Text passage -
On August 5, 2019, the Central government repealed the special status of Jammu and Kashmir and bifurcated the state into two Union territories. The region was put under a complete shutdown of all kinds of communication, including landline, mobile and internet services. Even 2G internet services remained suspended until March 2020. The shutdown led to a complete dismantling of valuable fundamental rights — of movement, access and expression.

In Anuradha Bhasin vs Union of India and Ors, the communications lockdown was challenged in the Supreme Court. The executive action was challenged on multiple grounds. One of the prominent arguments was that the lockdown fails to meet the four-pronged check in human rights law on the basis of which the validity of State action must be tested. The test requires legality — the existence of a law — necessity of the restriction, proportionality of the restriction, and least intrusiveness — whether the restriction was the least intrusive measure which the State could have imposed. In spite of recalling the test and an elaborate discussion on free speech, the judgment in Anuradha Bhasin refused to interfere with the prohibition on communications. No effective analysis of the legality of proportionality took place. No argument was provided as to why less intrusive measures could not be imposed by the State if at all there is a threat to its interests. The court merely remanded the matter to the executive saying: “the submission of the Solicitor General that there is still possibility of danger to public safety cannot be ignored...” A mere reference to ‘national security’ was enough for the court to sustain the legality of the world’s ‘longest ever shutdown in a democracy’ (The Washington Post, December 15, 2019).

What you will do -
• A. Do these statements agree with the passage on the Kashmir communications shutdown? Answer yes or no for each, quoting the words of the passage that decide it. (i) 2G internet services stayed suspended until March 2020. (ii) In Anuradha Bhasin, the Supreme Court struck down the prohibition on communications. (iii) The state of Jammu and Kashmir was divided into three Union territories.
• B. From the passage on the Kashmir communications shutdown, copy word for word the section that begins at the words "On August 5, 2019, the" and ends after the words "access and expression.".

Provided records -
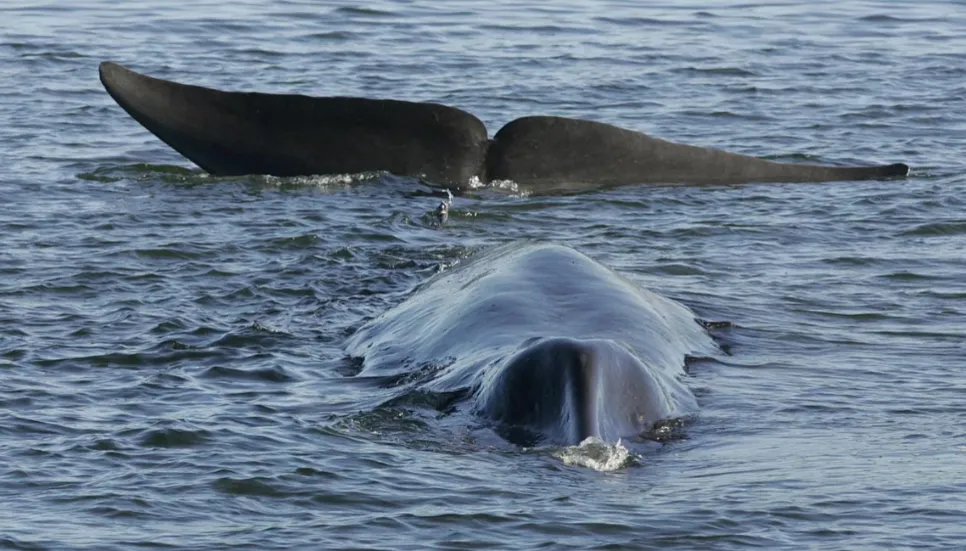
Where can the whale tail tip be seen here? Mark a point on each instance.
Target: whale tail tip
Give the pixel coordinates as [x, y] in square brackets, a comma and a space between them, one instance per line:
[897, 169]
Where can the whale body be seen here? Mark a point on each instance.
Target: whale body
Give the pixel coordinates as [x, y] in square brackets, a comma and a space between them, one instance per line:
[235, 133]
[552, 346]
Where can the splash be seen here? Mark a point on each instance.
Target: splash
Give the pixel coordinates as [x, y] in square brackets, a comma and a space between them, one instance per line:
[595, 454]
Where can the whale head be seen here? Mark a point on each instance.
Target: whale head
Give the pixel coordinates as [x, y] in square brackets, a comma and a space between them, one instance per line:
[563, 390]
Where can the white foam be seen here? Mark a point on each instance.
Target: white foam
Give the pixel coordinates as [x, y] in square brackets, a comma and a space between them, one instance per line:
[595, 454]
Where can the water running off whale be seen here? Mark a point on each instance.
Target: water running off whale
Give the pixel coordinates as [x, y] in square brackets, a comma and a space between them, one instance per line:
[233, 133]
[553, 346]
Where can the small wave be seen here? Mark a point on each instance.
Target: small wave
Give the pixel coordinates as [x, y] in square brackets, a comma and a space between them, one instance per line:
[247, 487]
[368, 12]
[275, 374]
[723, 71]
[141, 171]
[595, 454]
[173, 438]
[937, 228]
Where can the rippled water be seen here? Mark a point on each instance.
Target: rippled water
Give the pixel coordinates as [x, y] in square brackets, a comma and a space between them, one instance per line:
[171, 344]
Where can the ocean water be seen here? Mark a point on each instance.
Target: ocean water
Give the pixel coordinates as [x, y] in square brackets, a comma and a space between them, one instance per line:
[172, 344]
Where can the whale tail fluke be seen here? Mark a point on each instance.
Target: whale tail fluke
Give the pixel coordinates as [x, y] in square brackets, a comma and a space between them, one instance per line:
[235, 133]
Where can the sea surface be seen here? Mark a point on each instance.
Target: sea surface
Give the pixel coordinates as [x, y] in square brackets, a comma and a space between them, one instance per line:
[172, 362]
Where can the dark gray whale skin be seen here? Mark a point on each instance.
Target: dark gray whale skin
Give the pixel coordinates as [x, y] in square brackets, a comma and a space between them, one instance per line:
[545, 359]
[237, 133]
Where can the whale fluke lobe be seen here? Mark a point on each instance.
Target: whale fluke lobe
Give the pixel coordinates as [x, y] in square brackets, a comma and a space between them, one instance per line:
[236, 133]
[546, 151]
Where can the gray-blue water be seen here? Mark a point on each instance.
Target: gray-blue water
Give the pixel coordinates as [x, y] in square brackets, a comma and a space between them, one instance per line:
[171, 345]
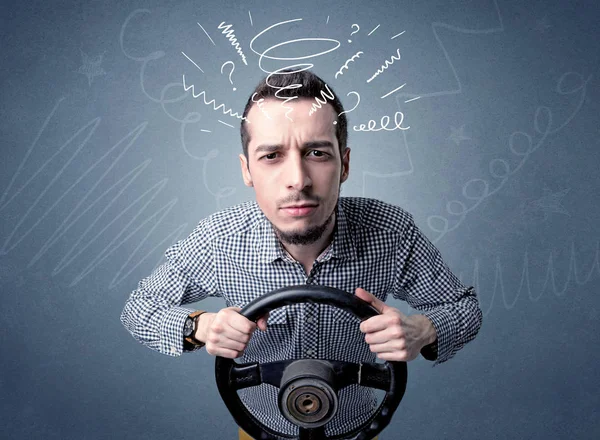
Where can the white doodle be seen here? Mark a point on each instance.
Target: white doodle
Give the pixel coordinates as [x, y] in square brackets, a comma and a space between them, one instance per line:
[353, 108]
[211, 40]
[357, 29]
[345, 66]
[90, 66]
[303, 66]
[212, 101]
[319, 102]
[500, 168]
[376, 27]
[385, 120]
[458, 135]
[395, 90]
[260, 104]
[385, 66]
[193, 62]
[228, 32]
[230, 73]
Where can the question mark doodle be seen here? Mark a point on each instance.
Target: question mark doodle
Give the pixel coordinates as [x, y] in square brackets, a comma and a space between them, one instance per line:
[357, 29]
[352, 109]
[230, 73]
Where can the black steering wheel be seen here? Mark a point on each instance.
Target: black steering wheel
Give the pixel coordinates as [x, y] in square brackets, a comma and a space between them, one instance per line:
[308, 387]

Solved tasks -
• A.
(i) Yes: "Even 2G internet services remained suspended until March 2020."
(ii) No: "the judgment in Anuradha Bhasin refused to interfere with the prohibition on communications."
(iii) No: "bifurcated the state into two Union territories."

• B.
On August 5, 2019, the Central government repealed the special status of Jammu and Kashmir and bifurcated the state into two Union territories. The region was put under a complete shutdown of all kinds of communication, including landline, mobile and internet services. Even 2G internet services remained suspended until March 2020. The shutdown led to a complete dismantling of valuable fundamental rights — of movement, access and expression.